**REQUIRED TASKS:**
(1) Translate this sentence from the remembrance of David Fetzer into Spanish: "He had an infectious attitude and a bright sensibility that I wish we all had more of."
(2) Resume the remembrance of David Fetzer, picking up after its final sentence.

**PROVIDED PASSAGE:**
◇ ◇ ◇ ◇ ◇ ◇ ◇
The first time I met David Fetzer, we bumped heads. Literally. I rounded a corner in the Tower Theatre too quickly and ran into David head first. After two minutes of apologies, he introduced me to the event’s co-creator for an interview, we exchanged numbers, and then he took off to go act in a play. Since that time, I’ve had the honorary pleasure of being able to call David a good friend … and a great co-conspirator for creativity.

With all of his talents––writing, acting and musicianship (Mushman)––David had a gift for influence and encouragement. Any time I saw him on the street or at a function, he would always be engaging, warm and kind with his soft-toned voice to ask how I was doing and what I was working on. And if I had nothing, he’d modestly tell me about his stuff and inspire me to do something. One of my favorite memories was riding in the back seat of his car to watch a rehearsal at the U for New Works Theatre Machine. Somehow, we got onto the topic of The Simpsons and argued over which season was the best, which eventually led to us talking about writing a one-act play based on that friendly argument. Through his own passion for creativity, he would encourage others to put forth their own creations and inspire people to put more art and culture into this city. He had an infectious attitude and a bright sensibility that I wish we all had more of.
◇ ◇ ◇ ◇ ◇ ◇ ◇
**DATA FOR REVIEW:**
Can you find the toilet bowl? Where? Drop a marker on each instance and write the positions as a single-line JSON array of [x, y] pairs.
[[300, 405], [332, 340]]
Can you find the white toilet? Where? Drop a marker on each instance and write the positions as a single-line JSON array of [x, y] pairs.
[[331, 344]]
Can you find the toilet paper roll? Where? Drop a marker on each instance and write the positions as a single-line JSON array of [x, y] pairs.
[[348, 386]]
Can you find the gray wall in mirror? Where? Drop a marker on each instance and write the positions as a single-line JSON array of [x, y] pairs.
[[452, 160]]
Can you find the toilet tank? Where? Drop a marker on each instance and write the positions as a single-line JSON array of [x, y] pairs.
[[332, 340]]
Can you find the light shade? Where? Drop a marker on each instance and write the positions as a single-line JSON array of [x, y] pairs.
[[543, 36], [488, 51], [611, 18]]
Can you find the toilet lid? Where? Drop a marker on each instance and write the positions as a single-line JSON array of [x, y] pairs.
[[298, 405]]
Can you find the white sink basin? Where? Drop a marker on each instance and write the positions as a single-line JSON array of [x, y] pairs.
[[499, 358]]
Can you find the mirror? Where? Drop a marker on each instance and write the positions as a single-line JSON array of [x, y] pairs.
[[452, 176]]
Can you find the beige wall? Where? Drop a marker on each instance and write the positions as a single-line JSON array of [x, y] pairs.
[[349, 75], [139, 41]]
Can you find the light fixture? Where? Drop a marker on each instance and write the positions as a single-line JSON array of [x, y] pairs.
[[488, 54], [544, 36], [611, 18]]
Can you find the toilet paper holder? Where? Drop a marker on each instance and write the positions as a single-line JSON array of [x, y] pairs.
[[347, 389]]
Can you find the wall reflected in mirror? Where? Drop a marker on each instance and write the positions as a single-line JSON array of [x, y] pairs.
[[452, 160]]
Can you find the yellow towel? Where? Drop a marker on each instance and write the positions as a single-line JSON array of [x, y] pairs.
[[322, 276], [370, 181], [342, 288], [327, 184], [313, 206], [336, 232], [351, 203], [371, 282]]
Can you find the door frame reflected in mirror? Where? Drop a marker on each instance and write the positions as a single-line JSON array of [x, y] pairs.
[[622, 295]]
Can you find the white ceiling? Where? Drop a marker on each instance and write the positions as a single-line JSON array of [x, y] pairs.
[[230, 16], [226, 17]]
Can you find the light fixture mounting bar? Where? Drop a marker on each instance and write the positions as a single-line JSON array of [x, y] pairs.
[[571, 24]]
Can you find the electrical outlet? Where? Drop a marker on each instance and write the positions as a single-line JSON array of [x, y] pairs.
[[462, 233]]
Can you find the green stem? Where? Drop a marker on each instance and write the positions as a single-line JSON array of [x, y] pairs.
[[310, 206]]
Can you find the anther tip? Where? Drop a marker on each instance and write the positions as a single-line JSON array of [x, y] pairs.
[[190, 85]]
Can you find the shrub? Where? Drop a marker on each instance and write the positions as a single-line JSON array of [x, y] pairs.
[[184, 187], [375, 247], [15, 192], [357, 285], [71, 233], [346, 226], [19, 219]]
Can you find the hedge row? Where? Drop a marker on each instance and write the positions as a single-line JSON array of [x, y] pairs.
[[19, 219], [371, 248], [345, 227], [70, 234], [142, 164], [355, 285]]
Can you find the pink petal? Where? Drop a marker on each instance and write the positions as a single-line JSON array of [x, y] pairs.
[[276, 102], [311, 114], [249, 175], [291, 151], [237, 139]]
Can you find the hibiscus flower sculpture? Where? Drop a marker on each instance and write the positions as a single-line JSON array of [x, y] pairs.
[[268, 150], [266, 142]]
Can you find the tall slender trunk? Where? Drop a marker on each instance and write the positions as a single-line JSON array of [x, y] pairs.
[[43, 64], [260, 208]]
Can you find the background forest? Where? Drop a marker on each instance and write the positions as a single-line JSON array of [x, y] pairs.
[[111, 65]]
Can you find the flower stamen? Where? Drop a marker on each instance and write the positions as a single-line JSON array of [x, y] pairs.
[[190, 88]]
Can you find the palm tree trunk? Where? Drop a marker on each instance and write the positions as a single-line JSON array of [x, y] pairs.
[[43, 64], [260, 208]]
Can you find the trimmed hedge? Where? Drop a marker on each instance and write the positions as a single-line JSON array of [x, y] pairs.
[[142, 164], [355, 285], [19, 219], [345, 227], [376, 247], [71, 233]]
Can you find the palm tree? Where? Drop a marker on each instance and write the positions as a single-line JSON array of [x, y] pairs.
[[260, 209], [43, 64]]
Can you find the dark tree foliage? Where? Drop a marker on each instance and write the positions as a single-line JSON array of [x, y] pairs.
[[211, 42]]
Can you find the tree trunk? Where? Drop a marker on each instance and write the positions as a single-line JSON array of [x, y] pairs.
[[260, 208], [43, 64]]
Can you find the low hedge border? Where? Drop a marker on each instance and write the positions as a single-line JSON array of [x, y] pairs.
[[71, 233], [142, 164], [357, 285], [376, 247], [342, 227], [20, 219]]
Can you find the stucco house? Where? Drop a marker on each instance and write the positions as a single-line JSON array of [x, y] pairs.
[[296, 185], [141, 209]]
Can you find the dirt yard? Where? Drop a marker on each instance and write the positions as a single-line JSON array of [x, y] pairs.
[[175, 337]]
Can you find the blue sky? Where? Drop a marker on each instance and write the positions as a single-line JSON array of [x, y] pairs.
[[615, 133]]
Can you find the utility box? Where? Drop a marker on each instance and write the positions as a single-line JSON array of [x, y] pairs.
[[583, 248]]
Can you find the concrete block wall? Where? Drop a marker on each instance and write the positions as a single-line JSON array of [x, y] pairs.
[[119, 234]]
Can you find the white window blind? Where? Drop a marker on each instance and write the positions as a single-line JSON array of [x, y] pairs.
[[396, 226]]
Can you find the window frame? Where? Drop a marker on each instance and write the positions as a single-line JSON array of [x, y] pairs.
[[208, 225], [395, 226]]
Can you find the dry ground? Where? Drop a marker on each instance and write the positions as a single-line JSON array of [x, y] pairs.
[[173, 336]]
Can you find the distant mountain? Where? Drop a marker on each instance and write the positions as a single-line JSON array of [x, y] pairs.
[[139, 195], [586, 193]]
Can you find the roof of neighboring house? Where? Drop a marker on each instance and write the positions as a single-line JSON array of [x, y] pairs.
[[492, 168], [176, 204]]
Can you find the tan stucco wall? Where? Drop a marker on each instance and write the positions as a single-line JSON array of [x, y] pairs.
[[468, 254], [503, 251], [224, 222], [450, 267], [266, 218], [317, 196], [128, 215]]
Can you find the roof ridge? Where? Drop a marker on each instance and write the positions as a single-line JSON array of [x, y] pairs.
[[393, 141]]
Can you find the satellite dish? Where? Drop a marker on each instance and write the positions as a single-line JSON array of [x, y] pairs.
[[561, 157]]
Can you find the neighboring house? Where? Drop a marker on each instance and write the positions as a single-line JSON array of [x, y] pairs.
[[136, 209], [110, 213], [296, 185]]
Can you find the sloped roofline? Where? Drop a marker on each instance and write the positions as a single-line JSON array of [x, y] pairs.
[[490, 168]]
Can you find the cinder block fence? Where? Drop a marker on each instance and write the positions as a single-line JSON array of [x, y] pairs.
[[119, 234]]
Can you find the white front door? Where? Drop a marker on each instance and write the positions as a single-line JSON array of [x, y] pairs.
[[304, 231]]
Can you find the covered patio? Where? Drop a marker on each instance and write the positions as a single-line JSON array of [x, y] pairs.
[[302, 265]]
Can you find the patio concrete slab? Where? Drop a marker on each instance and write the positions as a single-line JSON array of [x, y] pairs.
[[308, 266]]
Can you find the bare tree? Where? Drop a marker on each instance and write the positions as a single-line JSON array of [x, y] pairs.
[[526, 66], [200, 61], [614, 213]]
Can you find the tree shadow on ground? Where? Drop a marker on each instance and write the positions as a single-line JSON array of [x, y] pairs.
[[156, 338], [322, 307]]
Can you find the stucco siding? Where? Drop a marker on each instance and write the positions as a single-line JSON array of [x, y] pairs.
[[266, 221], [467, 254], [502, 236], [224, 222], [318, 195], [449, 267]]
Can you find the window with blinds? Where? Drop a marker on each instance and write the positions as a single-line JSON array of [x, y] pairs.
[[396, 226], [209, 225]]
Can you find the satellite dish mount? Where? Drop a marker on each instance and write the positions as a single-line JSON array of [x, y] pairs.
◇ ◇ ◇ ◇ ◇ ◇ ◇
**RESULTS:**
(1) Tenía una actitud contagiosa y una sensibilidad luminosa de la que desearía que todos tuviéramos más.

(2)
Back in March, I saw David in the halls of the Rose Wagner where he was acting in not one, but two productions at the same time: playing the iconic Arthur Dimmesdale in Plan-B’s Scarlet, while simultaneously playing multiple characters in The Third Crossing. He would get down on himself about blowing lines during rehearsals, but then would immediately perk up and point out how fun it was with the knowledge that even though it was a job, it was a fun job, and he wouldn’t trade it for anything. The last time I saw him was at the Salt Lake City Film Festival premiere of Must Come Down, where he happily let Kenny Riches do most of the talking during the film’s Q&A. We hugged, asked about each other’s projects, promised to do lunch soon and then laughed because we both knew “soon” meant February. I congratulated him on the film and he thanked me for the support before being led to the foyer to sign DVDs. The last thing he said to me was, “Thank you for coming—it means a lot.”

That was David to me: always kind, always creative, always encouraging and thankful for everything. He was a testament to the idea that if you work hard and are kind to everyone, great things can happen.